EXERCISE :: Only one portion of the data is to be written out: from the line bearing "Each pair is formatted like [397, 417]." through the line bearing "For every instance of the dark soil". Write it exactly as it appears.
_ _ _ _ _
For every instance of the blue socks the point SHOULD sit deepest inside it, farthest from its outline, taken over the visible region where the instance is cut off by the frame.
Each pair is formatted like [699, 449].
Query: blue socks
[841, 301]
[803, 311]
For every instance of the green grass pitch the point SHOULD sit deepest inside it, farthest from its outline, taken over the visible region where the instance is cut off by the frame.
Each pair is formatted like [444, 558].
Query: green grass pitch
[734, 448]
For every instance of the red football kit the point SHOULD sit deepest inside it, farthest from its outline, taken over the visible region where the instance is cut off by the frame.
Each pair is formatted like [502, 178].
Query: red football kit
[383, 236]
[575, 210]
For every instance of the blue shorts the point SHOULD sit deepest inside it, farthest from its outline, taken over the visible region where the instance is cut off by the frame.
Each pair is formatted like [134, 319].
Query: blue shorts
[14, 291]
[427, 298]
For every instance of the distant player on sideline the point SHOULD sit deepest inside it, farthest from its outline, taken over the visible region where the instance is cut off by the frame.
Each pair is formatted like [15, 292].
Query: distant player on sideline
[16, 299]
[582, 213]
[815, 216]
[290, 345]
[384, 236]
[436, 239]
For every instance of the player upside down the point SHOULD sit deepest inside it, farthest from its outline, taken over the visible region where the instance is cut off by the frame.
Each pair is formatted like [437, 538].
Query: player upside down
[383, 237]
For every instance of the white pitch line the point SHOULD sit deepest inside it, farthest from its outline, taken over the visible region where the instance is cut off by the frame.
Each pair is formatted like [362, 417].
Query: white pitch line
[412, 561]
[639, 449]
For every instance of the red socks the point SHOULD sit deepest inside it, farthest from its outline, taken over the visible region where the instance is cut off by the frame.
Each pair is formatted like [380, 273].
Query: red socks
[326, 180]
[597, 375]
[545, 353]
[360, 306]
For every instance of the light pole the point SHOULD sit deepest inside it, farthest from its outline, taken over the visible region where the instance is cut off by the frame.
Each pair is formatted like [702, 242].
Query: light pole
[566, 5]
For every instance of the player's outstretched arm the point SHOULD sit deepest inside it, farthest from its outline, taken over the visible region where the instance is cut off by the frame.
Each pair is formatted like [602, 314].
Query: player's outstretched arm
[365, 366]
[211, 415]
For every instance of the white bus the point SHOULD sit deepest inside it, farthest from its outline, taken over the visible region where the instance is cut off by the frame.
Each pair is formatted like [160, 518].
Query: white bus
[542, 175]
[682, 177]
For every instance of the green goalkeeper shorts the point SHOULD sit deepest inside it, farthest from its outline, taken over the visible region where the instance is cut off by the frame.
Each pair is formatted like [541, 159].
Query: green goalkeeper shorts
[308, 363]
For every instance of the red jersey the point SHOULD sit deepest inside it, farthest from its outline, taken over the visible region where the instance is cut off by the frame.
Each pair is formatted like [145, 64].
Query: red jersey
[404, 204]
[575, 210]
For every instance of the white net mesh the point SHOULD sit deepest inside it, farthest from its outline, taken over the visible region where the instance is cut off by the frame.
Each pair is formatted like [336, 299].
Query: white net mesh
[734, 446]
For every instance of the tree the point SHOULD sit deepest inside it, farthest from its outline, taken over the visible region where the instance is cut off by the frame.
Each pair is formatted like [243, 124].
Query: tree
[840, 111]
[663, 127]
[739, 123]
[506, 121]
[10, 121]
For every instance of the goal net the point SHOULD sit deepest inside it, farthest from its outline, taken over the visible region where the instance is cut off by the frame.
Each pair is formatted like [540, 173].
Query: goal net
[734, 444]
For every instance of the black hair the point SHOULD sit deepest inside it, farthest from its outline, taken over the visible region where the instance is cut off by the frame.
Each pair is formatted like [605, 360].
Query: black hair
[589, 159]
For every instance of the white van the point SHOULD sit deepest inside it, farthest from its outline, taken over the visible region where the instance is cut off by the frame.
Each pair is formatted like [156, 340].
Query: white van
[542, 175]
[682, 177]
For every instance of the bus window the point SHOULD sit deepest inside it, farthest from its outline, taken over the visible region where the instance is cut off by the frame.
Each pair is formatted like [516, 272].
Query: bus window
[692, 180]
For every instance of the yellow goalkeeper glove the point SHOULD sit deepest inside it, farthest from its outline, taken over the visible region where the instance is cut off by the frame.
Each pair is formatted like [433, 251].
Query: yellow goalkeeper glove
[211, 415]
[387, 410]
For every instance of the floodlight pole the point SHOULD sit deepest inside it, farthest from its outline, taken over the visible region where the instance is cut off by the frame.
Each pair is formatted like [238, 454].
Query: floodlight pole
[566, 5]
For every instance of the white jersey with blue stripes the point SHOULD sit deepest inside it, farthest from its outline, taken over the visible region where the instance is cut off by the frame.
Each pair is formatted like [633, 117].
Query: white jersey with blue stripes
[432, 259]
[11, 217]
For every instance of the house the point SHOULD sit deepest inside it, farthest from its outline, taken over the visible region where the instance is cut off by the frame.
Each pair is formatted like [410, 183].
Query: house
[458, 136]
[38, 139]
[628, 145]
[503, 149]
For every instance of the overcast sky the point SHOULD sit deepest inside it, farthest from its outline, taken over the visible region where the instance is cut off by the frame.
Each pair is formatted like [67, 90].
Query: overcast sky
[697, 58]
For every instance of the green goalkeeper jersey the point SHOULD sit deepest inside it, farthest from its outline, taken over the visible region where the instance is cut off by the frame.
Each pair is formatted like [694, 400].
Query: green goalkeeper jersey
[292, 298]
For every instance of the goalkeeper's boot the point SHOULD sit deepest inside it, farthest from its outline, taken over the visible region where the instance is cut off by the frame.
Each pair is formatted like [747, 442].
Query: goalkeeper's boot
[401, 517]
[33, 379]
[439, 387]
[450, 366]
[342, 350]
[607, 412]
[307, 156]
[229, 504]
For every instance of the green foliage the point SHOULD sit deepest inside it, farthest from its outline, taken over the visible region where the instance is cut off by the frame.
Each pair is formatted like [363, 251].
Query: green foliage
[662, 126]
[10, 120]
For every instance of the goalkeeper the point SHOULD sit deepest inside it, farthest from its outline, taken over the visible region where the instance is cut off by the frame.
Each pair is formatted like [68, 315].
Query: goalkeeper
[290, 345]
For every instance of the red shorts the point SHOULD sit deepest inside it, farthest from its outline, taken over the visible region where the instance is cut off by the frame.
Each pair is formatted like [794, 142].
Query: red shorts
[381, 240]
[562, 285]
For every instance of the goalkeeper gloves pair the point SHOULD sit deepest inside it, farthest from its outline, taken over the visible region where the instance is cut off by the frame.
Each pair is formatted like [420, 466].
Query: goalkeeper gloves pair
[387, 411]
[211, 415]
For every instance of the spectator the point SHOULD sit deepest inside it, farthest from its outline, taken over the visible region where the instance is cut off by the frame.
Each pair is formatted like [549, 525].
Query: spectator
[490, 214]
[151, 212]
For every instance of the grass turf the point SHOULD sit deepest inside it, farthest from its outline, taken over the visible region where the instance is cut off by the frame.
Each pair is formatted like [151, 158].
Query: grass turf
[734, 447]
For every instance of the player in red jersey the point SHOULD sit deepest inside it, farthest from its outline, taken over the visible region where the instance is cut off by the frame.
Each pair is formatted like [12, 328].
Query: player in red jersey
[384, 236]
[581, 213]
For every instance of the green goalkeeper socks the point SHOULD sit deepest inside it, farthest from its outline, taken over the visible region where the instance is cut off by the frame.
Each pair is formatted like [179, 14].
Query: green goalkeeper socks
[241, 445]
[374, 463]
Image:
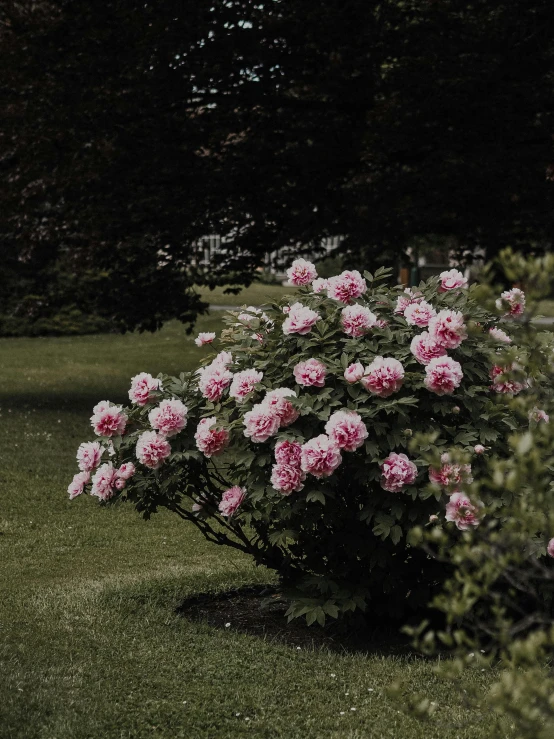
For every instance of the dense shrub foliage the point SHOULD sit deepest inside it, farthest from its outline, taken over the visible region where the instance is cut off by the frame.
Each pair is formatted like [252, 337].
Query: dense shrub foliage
[292, 443]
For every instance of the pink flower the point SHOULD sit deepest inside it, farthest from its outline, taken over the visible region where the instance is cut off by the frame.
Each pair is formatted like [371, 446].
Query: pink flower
[357, 320]
[126, 471]
[499, 335]
[88, 455]
[209, 439]
[142, 387]
[398, 471]
[108, 420]
[277, 401]
[537, 415]
[310, 372]
[77, 485]
[501, 381]
[448, 329]
[300, 320]
[443, 375]
[320, 285]
[425, 348]
[301, 272]
[204, 338]
[152, 449]
[514, 300]
[320, 456]
[419, 314]
[169, 418]
[213, 380]
[261, 422]
[347, 430]
[288, 453]
[462, 511]
[452, 280]
[354, 372]
[243, 384]
[346, 287]
[287, 479]
[103, 482]
[231, 500]
[383, 377]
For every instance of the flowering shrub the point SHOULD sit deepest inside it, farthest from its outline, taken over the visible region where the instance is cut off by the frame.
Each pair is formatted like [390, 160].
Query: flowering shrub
[292, 443]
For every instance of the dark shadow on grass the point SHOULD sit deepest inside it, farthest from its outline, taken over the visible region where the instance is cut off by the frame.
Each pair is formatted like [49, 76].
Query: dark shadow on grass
[259, 610]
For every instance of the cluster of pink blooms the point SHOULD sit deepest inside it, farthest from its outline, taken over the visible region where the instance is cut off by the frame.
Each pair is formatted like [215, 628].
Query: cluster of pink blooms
[357, 320]
[287, 475]
[169, 418]
[215, 378]
[142, 387]
[231, 500]
[310, 373]
[267, 417]
[300, 319]
[108, 419]
[346, 287]
[210, 440]
[301, 272]
[397, 472]
[514, 299]
[152, 449]
[244, 383]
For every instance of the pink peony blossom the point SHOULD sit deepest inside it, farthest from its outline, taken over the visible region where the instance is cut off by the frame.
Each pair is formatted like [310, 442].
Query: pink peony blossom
[77, 485]
[142, 387]
[514, 300]
[310, 373]
[204, 338]
[126, 471]
[210, 440]
[419, 314]
[213, 380]
[231, 500]
[288, 453]
[243, 384]
[347, 430]
[448, 329]
[346, 287]
[301, 272]
[108, 420]
[277, 401]
[462, 511]
[425, 348]
[261, 422]
[453, 279]
[357, 320]
[443, 375]
[499, 335]
[103, 482]
[354, 372]
[398, 471]
[89, 454]
[169, 418]
[320, 285]
[287, 479]
[320, 456]
[383, 377]
[300, 320]
[152, 449]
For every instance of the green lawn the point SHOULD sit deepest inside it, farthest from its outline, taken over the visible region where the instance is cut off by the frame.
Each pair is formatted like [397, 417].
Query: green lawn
[91, 644]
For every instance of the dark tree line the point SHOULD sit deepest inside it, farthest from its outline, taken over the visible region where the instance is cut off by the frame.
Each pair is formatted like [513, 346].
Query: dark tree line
[131, 129]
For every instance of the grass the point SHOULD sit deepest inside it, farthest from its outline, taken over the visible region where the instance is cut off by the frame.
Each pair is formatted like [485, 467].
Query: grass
[91, 643]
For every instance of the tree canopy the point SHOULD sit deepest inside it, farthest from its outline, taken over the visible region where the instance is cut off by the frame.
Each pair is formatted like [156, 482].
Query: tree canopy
[131, 129]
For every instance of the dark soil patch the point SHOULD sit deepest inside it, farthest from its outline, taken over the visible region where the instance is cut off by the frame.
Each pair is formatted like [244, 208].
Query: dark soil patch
[260, 611]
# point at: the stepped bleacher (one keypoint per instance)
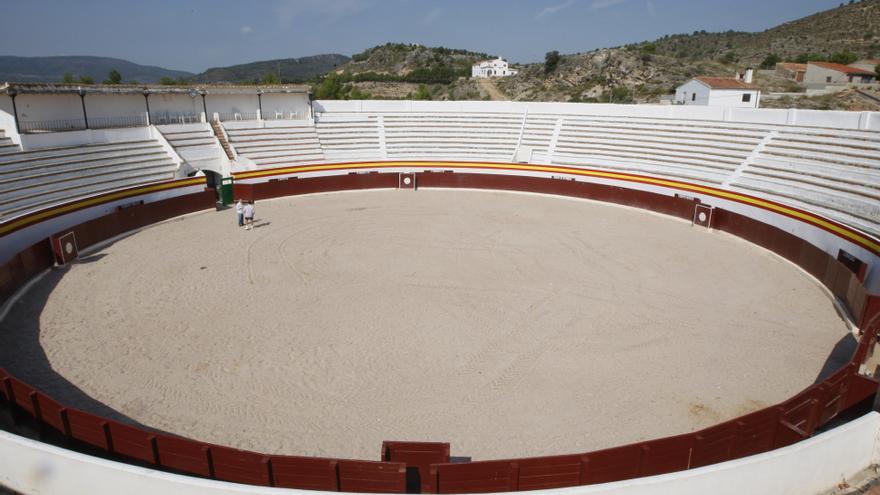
(193, 142)
(284, 143)
(698, 152)
(449, 136)
(34, 179)
(831, 172)
(349, 137)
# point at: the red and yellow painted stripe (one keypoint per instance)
(836, 228)
(54, 211)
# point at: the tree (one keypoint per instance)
(551, 60)
(113, 77)
(422, 93)
(329, 89)
(770, 61)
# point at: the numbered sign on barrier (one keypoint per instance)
(407, 181)
(703, 215)
(64, 247)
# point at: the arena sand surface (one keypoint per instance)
(506, 324)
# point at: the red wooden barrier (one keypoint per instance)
(476, 477)
(618, 463)
(23, 395)
(715, 444)
(184, 455)
(538, 473)
(666, 455)
(5, 385)
(308, 473)
(372, 477)
(52, 413)
(133, 442)
(89, 428)
(757, 432)
(240, 466)
(419, 455)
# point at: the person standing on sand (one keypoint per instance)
(249, 215)
(239, 209)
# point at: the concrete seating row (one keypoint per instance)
(193, 142)
(30, 180)
(350, 137)
(277, 146)
(472, 136)
(838, 176)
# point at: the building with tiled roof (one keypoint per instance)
(719, 91)
(829, 75)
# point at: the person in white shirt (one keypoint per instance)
(239, 209)
(249, 215)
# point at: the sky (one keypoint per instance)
(196, 35)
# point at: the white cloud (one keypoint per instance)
(552, 9)
(432, 16)
(604, 4)
(288, 10)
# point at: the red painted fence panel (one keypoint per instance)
(476, 477)
(52, 413)
(307, 473)
(184, 455)
(88, 428)
(372, 477)
(618, 463)
(538, 473)
(240, 466)
(132, 442)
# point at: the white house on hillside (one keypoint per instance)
(719, 92)
(492, 68)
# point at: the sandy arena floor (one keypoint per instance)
(506, 324)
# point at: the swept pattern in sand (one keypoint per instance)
(507, 324)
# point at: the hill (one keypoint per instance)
(400, 70)
(52, 69)
(643, 71)
(291, 69)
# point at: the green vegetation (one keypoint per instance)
(551, 61)
(770, 61)
(113, 77)
(271, 78)
(422, 93)
(844, 57)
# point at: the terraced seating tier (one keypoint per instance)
(31, 180)
(291, 144)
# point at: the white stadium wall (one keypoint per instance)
(244, 104)
(40, 108)
(285, 104)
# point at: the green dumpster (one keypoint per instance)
(226, 191)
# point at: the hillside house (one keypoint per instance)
(828, 75)
(791, 71)
(492, 68)
(719, 91)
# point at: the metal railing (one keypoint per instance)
(52, 125)
(175, 118)
(123, 121)
(227, 116)
(299, 115)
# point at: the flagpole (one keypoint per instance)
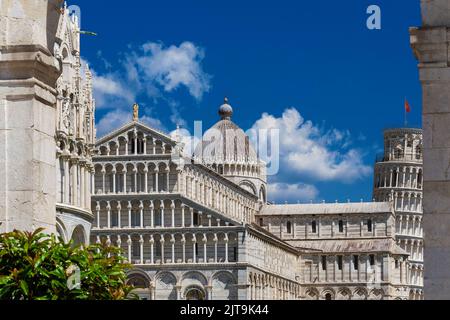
(406, 114)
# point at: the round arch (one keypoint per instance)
(78, 236)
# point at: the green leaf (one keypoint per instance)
(24, 287)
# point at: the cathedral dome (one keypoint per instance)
(225, 142)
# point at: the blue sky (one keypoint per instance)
(309, 68)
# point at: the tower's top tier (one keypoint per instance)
(435, 13)
(403, 145)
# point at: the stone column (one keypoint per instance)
(103, 181)
(129, 214)
(66, 180)
(183, 243)
(194, 255)
(172, 242)
(430, 45)
(152, 214)
(97, 208)
(226, 248)
(74, 182)
(152, 253)
(156, 180)
(172, 208)
(28, 75)
(141, 214)
(162, 241)
(114, 179)
(141, 251)
(161, 208)
(129, 242)
(168, 180)
(146, 179)
(119, 216)
(108, 208)
(205, 242)
(125, 180)
(183, 222)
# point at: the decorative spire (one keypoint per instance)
(135, 112)
(225, 110)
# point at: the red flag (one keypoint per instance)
(407, 106)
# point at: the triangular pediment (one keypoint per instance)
(139, 127)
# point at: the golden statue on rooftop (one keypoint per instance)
(135, 112)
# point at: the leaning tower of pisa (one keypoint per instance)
(399, 177)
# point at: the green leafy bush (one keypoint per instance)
(35, 266)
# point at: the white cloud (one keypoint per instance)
(281, 192)
(117, 118)
(189, 141)
(151, 72)
(173, 67)
(306, 151)
(111, 93)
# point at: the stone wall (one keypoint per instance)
(430, 45)
(28, 74)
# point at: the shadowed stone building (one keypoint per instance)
(430, 44)
(195, 227)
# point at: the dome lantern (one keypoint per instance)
(225, 110)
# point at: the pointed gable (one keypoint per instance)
(139, 127)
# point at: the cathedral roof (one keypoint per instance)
(140, 126)
(327, 208)
(225, 142)
(351, 246)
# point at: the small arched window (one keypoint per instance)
(398, 153)
(289, 227)
(418, 152)
(369, 225)
(341, 226)
(419, 179)
(394, 178)
(314, 227)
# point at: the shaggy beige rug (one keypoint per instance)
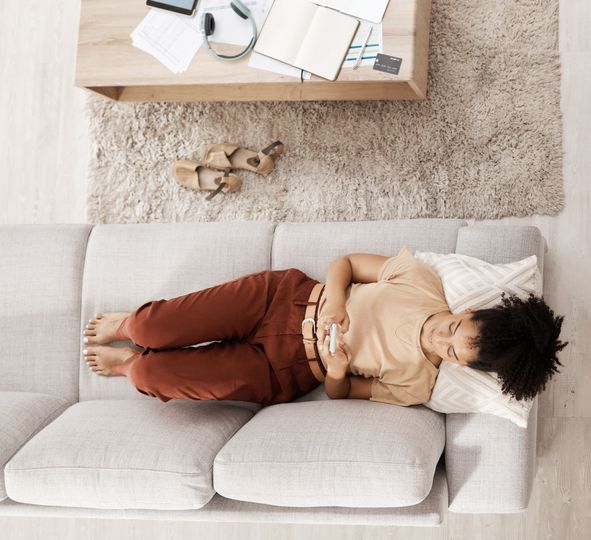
(486, 143)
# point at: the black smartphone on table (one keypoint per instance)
(186, 7)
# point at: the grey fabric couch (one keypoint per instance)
(75, 444)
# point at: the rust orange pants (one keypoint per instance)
(257, 352)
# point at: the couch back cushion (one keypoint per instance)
(128, 265)
(311, 247)
(40, 282)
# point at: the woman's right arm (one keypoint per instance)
(347, 269)
(352, 268)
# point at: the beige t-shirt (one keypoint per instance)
(386, 318)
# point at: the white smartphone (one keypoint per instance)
(333, 338)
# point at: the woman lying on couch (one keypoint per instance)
(263, 337)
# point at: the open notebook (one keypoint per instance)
(307, 36)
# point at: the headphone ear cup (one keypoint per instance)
(240, 9)
(208, 24)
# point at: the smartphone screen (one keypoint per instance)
(179, 6)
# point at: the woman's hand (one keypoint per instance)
(338, 361)
(332, 313)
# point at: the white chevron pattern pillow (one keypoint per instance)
(472, 283)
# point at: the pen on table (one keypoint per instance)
(362, 49)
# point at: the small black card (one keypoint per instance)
(387, 63)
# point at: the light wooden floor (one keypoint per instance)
(44, 153)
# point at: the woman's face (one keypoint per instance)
(450, 337)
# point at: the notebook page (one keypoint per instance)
(371, 10)
(284, 29)
(326, 43)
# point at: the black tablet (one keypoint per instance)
(186, 7)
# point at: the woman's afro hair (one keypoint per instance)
(518, 340)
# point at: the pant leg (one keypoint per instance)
(231, 310)
(229, 370)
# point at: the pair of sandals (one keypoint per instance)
(204, 175)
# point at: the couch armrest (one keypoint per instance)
(490, 462)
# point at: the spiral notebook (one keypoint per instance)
(307, 36)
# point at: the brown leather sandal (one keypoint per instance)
(192, 175)
(224, 156)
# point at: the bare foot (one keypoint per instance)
(102, 328)
(109, 361)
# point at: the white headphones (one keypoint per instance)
(208, 27)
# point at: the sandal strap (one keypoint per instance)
(269, 149)
(221, 185)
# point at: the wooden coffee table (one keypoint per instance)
(109, 64)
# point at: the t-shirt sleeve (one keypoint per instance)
(405, 267)
(397, 265)
(393, 393)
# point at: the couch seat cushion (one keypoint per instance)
(125, 454)
(352, 453)
(22, 414)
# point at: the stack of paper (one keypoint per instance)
(170, 38)
(374, 45)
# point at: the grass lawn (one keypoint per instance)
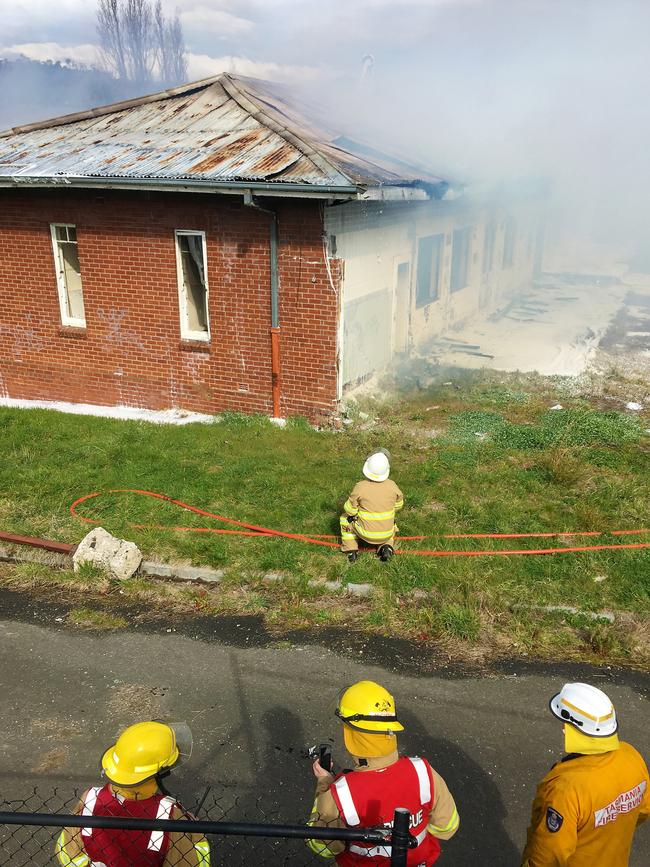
_ _ _ _ _
SOLUTION TO THIS TASK ::
Each pair is formatted like [397, 417].
Query: green lawn
[91, 644]
For every instance of the dark tree line the point SHOULD sit deepest inside it, farthest from its outline, taken over the visible region where the instance is cut off by the frame.
Each pair is formatted like [513, 346].
Query: dark tree line
[131, 129]
For every instance of the grass the point SHOULD sit deepest inside it, farthest from its outline, taken over the visible region where the instance is cut off by the frame.
Each pair is formatted like [485, 467].
Query: grass
[91, 643]
For every instance of the tree canopy the point SHOULD sit deepest inside it, farthest from its outline, taken over the visible region where the instance is cut off by the frame.
Each pair is formatted like [156, 482].
Query: tree canopy
[131, 129]
For every instance of the dark soil patch the point SHOULD sit deepest inside it, farthest from its outline, taken over the visible region where the instance is cut off by the frame.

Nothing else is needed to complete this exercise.